-- Begin Data in this exercise --

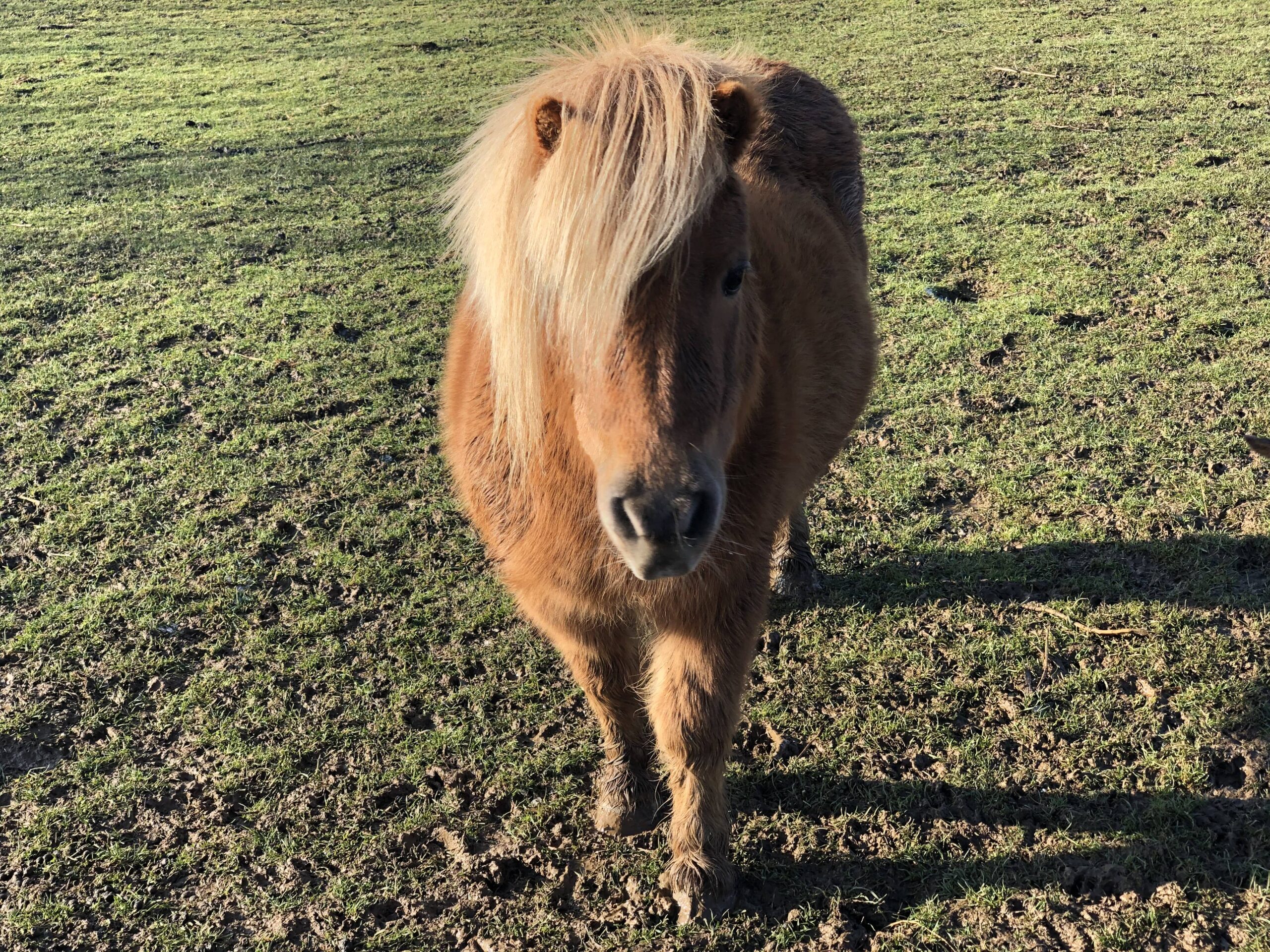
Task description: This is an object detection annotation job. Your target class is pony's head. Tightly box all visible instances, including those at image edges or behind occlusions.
[451,32,760,579]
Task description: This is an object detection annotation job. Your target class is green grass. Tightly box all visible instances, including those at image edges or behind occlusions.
[0,0,1270,952]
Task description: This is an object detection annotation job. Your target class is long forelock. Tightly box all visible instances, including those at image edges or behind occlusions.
[448,29,742,452]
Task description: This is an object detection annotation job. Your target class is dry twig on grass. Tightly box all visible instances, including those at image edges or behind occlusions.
[1023,601,1148,635]
[988,66,1058,79]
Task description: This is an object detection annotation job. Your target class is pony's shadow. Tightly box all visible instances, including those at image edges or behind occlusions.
[773,532,1270,618]
[732,768,1270,923]
[732,533,1270,922]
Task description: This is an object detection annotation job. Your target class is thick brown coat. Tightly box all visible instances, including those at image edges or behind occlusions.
[443,52,875,919]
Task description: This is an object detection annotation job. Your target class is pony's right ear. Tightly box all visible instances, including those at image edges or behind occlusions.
[530,97,564,156]
[710,80,758,163]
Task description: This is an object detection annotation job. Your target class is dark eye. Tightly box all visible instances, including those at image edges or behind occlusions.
[723,261,749,297]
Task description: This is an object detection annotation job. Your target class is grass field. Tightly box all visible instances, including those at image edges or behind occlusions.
[7,0,1270,952]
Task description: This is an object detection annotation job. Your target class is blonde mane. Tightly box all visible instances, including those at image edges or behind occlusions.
[447,27,747,458]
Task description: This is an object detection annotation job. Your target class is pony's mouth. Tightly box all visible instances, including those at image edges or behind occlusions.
[599,478,723,581]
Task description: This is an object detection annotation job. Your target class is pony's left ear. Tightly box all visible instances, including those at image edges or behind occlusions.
[530,97,564,156]
[710,80,758,163]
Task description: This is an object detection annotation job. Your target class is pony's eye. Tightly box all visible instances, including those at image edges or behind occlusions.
[723,261,749,297]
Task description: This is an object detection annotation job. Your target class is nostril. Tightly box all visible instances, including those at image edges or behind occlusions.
[608,496,639,539]
[683,491,719,539]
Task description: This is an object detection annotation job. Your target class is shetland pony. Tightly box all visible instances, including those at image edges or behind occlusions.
[443,29,875,922]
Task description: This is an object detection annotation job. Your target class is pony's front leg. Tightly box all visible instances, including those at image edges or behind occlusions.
[521,598,658,836]
[772,503,822,598]
[649,594,766,924]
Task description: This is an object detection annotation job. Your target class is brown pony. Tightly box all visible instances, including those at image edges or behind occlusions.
[443,30,874,922]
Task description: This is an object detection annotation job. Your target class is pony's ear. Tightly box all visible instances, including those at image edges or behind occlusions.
[710,80,758,163]
[530,97,564,156]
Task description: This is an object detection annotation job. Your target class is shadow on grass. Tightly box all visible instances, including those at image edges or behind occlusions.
[773,533,1270,618]
[732,768,1270,918]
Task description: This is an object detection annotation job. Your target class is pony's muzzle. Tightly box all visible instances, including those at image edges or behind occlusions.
[599,480,723,581]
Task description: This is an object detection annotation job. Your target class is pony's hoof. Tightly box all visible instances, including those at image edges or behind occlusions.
[594,760,660,836]
[594,798,657,836]
[658,859,737,925]
[772,558,824,598]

-- End Data in this exercise --

● Description of the task
Arrange the entries as a two-column CSV with the headers instruction and boxes, one row per entry, putting its text and its answer each in one quoted field with line breaks turned into spaces. Begin at the line that has "class is brown" and stop after the last entry.

● Exercise solution
instruction,boxes
"Task description: This is an object detection annotation job. Your target class is brown pony. Tightly box all visible instances, including those at image edges or behind occlusions.","[443,30,874,922]"
"Task description: This is an object detection annotation job. Your target class is pony's ear. Tightly box all visible instances, including those at image edges or behind occlusions.","[710,80,758,163] [530,97,564,156]"
"Task description: This is an object detection annotation job. Your target class is shadow on grass. Tightly box all visible instances, including those at image edges or behind occlusions.","[773,533,1270,618] [732,768,1270,918]"
"Task description: This is an object detection annotation job. Your target class is pony's muzzle. Tightly box all visible instances, including those at image edges or behind occlusions.","[599,480,723,581]"
"Task description: This is an object detection annotation job. Your target class is pony's hoof. Tightly box all visible instances, including those at image edges or behind occlusions.","[594,760,660,836] [594,798,657,836] [658,859,737,925] [772,558,824,598]"